**WHAT THIS TASK INVOLVES**. Your response should match the records line for line.

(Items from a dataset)
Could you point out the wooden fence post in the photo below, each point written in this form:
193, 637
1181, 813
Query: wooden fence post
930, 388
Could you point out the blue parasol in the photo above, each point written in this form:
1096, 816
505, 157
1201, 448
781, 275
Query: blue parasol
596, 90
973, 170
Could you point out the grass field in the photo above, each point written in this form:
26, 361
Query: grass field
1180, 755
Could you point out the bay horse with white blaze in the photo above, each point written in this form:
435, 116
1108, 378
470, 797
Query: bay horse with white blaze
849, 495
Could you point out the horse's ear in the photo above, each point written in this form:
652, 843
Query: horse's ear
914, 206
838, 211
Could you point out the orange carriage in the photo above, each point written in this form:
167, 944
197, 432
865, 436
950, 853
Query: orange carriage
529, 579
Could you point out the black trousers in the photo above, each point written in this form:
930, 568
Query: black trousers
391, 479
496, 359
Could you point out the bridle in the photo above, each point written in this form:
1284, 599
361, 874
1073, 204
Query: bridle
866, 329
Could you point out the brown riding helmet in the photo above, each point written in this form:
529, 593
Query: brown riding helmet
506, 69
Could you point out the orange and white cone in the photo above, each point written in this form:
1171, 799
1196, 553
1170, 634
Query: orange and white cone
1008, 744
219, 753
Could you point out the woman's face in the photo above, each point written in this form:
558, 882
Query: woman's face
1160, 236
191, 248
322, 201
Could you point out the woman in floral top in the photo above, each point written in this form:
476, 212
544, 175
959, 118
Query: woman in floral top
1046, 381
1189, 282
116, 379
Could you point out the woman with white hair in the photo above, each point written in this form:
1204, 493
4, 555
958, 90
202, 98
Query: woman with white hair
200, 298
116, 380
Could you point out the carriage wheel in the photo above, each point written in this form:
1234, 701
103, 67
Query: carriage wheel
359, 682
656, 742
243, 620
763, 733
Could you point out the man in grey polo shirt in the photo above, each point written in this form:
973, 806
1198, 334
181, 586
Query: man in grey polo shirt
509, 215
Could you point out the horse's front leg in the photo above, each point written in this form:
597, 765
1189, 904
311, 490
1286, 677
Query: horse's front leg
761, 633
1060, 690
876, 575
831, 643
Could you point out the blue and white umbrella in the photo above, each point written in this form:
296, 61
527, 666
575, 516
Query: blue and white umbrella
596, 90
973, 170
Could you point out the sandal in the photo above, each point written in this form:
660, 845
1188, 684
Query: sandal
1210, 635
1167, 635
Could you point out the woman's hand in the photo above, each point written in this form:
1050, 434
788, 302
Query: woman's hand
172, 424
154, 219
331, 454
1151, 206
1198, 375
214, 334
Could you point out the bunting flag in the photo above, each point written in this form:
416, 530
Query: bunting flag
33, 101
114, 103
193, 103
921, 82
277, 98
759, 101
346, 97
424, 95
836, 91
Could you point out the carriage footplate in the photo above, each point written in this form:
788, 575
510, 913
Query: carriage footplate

**OUTPUT BELOW**.
Could you point out the wooden fence post in the photo below, each point written in this form:
193, 637
1181, 813
Query: wooden fence post
930, 388
Could you point out the blue parasol in the photo above, each point written in this form:
1096, 816
505, 157
1201, 448
781, 275
Query: blue parasol
596, 90
973, 170
Could you point out the grass field in the photo above, each point written in this form:
26, 361
Query: grass field
1180, 755
Could you point out the bay horse with white blaze in the photo above, each point written in this form:
435, 116
1108, 378
470, 797
Query: bay horse with white blaze
849, 495
Could you point out the horse's ear in the photo above, each point written in this form:
652, 843
Query: horse's ear
914, 206
838, 211
Could you point out the orange carriage in the photo above, each point written in this form:
167, 944
197, 432
865, 436
950, 853
Query: orange carriage
529, 579
Could you point out the black trousers in the photo above, each point written in this form:
930, 568
Query: black trousers
391, 479
496, 359
Could you point out the bridle in the photo above, each point written in this form:
1284, 599
361, 874
1073, 204
Query: bridle
866, 329
Could you point out the brown riding helmet in the photo above, each point written in this form:
529, 593
Query: brown riding helmet
506, 69
Could you point out the orange and white cone in the photo above, each point written in this form:
1171, 799
1196, 553
1170, 634
Query: orange and white cone
1008, 744
219, 753
Could you point out the woman's face in the photo above, each point written in this form:
558, 882
Query: woman's face
1160, 236
191, 248
322, 201
Could you point out the woman in floral top in the photo above, each point written in this form:
476, 212
544, 175
959, 118
Query: woman in floral top
1046, 381
1189, 282
116, 379
Could you point out the woman with white hair in the photo above, each point written in this form:
1204, 493
4, 555
958, 90
202, 98
Query: woman with white hair
200, 298
116, 380
Could you point out the carriage wheel in the photo above, each point written in this form:
1234, 701
103, 67
Query: carriage wheel
359, 682
656, 742
243, 620
763, 733
Could you point out the man in grey polo shirt in the photo above, each point written in this form:
973, 806
1198, 334
181, 586
Query: man in grey polo shirt
509, 215
Could you point out the horse's front leg in the photo above, each point written in this form:
597, 765
1189, 904
311, 490
1286, 677
Query: horse's front leg
761, 633
1060, 690
876, 575
831, 643
Could you point out the blue and white umbrella in the photo above, each point written in this form:
296, 61
527, 666
575, 516
Query: blue and white umbrella
596, 90
973, 170
Could you point out the sandal in the photo above, each point written in this form:
660, 845
1188, 684
Query: sandal
1210, 635
1167, 635
Could you point out the woman's hand in the photo above, each point written in this form:
1050, 434
788, 302
Query: woman's hand
172, 424
154, 219
331, 454
1151, 206
1198, 375
214, 334
Could you point out the bunting flag in the photo above, each point written in this form:
416, 530
Query: bunting flag
33, 101
114, 103
193, 103
921, 82
277, 98
759, 101
346, 97
424, 95
836, 91
Could you point out the carriage footplate in the photo above, each point written in this form:
788, 575
510, 913
Query: carriage footplate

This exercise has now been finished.